■ SHORT EXERCISE: Return every record below exactly as written, but leave out the pictures.
──────── PROVIDED DATA ────────
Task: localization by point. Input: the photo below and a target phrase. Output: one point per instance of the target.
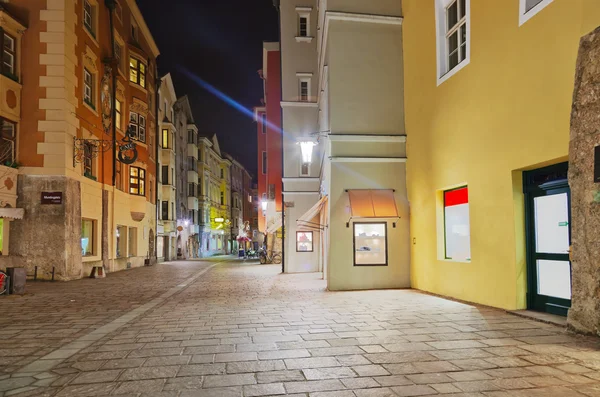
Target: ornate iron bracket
(126, 148)
(92, 146)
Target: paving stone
(216, 392)
(415, 390)
(140, 386)
(97, 377)
(296, 336)
(184, 383)
(229, 380)
(201, 369)
(307, 363)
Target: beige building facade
(167, 195)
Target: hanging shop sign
(106, 100)
(51, 198)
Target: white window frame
(138, 121)
(303, 12)
(89, 26)
(304, 78)
(443, 72)
(525, 16)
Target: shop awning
(273, 227)
(307, 222)
(12, 213)
(373, 203)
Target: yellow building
(488, 94)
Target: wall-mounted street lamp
(306, 149)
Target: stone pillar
(584, 315)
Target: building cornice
(367, 159)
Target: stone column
(585, 200)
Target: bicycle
(275, 257)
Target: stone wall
(49, 235)
(584, 315)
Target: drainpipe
(277, 5)
(111, 5)
(157, 140)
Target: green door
(548, 224)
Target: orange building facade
(84, 74)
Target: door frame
(534, 186)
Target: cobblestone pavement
(239, 329)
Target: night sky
(220, 41)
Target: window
(370, 244)
(165, 139)
(119, 175)
(7, 141)
(137, 72)
(9, 49)
(88, 17)
(164, 179)
(137, 123)
(134, 31)
(165, 210)
(457, 239)
(137, 181)
(303, 22)
(529, 8)
(192, 164)
(132, 241)
(88, 88)
(119, 114)
(304, 90)
(88, 237)
(121, 244)
(119, 11)
(88, 161)
(453, 29)
(304, 242)
(305, 169)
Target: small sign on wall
(597, 164)
(51, 198)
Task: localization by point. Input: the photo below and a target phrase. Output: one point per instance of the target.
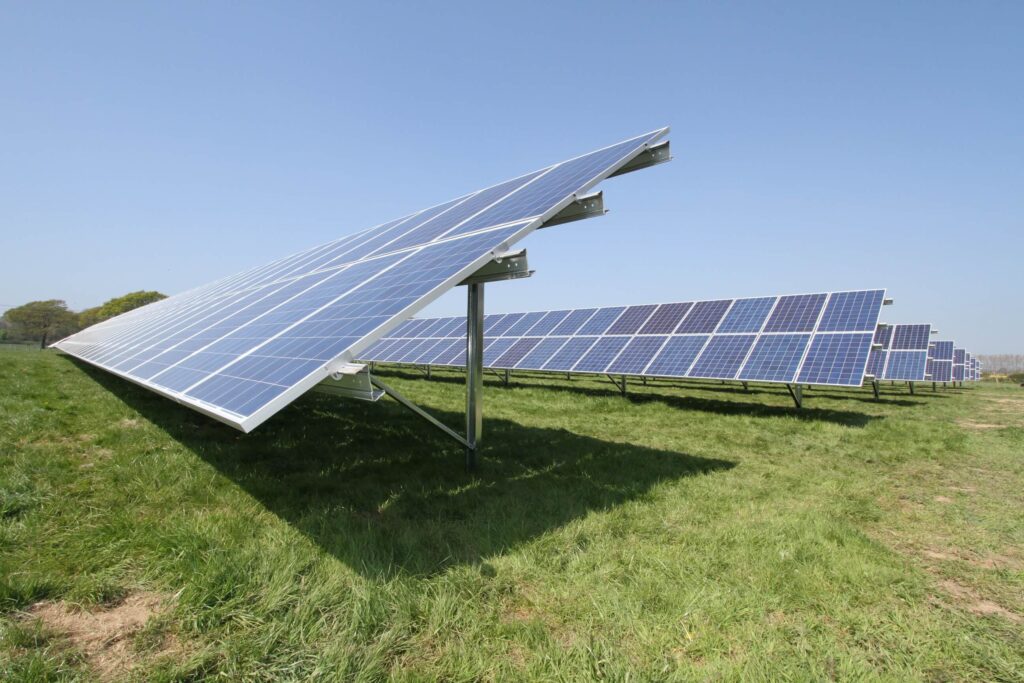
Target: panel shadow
(385, 493)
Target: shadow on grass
(639, 393)
(380, 489)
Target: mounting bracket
(588, 206)
(652, 156)
(797, 392)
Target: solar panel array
(242, 348)
(903, 352)
(960, 361)
(940, 361)
(808, 339)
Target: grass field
(684, 532)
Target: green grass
(687, 531)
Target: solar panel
(958, 358)
(906, 353)
(243, 347)
(720, 339)
(837, 358)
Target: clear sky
(817, 146)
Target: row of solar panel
(812, 339)
(835, 358)
(900, 352)
(244, 346)
(847, 311)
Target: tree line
(51, 319)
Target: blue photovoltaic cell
(775, 358)
(516, 352)
(601, 321)
(542, 353)
(877, 363)
(432, 330)
(431, 349)
(631, 319)
(941, 371)
(883, 335)
(770, 357)
(796, 313)
(445, 350)
(850, 311)
(243, 347)
(410, 351)
(495, 349)
(524, 324)
(636, 355)
(666, 318)
(397, 350)
(943, 350)
(548, 323)
(458, 329)
(503, 325)
(722, 356)
(836, 358)
(748, 314)
(906, 366)
(704, 316)
(570, 353)
(677, 355)
(456, 355)
(573, 322)
(442, 222)
(911, 337)
(598, 357)
(491, 321)
(563, 180)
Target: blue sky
(817, 146)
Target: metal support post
(619, 385)
(797, 391)
(474, 372)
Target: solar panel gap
(757, 340)
(810, 342)
(711, 335)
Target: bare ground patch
(104, 636)
(974, 603)
(978, 426)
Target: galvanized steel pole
────────
■ TASK SOLUTION:
Task: localization by point. Input: the photo below and a target phrase. Output: one point per instance of the target.
Target: ornate iron bracket
(126, 148)
(92, 146)
Target: paving stone
(216, 392)
(415, 390)
(140, 386)
(97, 377)
(296, 336)
(184, 383)
(229, 380)
(201, 369)
(307, 363)
Target: beige building facade
(167, 195)
Target: hanging shop sign
(106, 100)
(51, 198)
Target: white window frame
(138, 121)
(303, 12)
(89, 26)
(304, 78)
(443, 72)
(525, 16)
Target: shop awning
(273, 227)
(307, 222)
(12, 213)
(373, 203)
Target: yellow building
(488, 94)
Target: wall-mounted street lamp
(306, 149)
Target: stone pillar
(584, 315)
Target: building cornice
(367, 159)
Target: stone column
(585, 200)
Target: bicycle
(275, 257)
Target: stone wall
(49, 235)
(584, 315)
Target: drainpipe
(277, 5)
(111, 5)
(157, 140)
Target: green door
(548, 224)
Target: orange building facade
(84, 74)
Target: door frame
(534, 186)
Target: cobblestone pavement
(239, 329)
Target: night sky
(220, 41)
Target: window
(370, 244)
(165, 139)
(119, 175)
(7, 141)
(137, 72)
(9, 49)
(88, 17)
(164, 179)
(137, 123)
(134, 31)
(165, 210)
(457, 239)
(137, 181)
(303, 22)
(529, 8)
(192, 164)
(132, 241)
(88, 88)
(119, 114)
(304, 90)
(88, 237)
(121, 244)
(119, 11)
(88, 161)
(453, 29)
(304, 242)
(305, 169)
Target: small sign on wall
(597, 164)
(51, 198)
Task: localization by point. Input: the photo below and a target phrase. Output: one point per instance of the target.
Target: panel shadow
(385, 493)
Target: shadow on grass
(639, 393)
(380, 489)
Target: mounting bracket
(588, 206)
(652, 156)
(797, 392)
Target: solar panel array
(242, 348)
(903, 352)
(960, 361)
(940, 361)
(808, 339)
Target: grass field
(684, 532)
Target: green grass
(687, 531)
Target: solar panel
(958, 358)
(906, 353)
(243, 347)
(720, 339)
(837, 358)
Target: clear sky
(817, 146)
Target: row of solar panel
(812, 339)
(835, 358)
(900, 352)
(244, 346)
(847, 311)
Target: tree line
(51, 319)
Target: blue photovoltaic cell
(775, 358)
(516, 352)
(601, 321)
(542, 353)
(877, 363)
(432, 330)
(431, 349)
(631, 319)
(941, 371)
(883, 335)
(770, 357)
(796, 313)
(445, 350)
(850, 311)
(243, 347)
(410, 351)
(495, 349)
(524, 324)
(636, 355)
(666, 318)
(397, 350)
(943, 350)
(548, 323)
(458, 329)
(503, 325)
(722, 356)
(836, 358)
(748, 314)
(906, 366)
(704, 316)
(570, 353)
(677, 355)
(456, 355)
(573, 322)
(442, 222)
(911, 337)
(598, 357)
(491, 321)
(563, 180)
Target: blue sky
(817, 146)
Target: metal support post
(619, 385)
(797, 391)
(474, 372)
Target: solar panel gap
(757, 340)
(810, 342)
(711, 335)
Target: bare ground patch
(104, 636)
(974, 603)
(978, 426)
Target: galvanized steel pole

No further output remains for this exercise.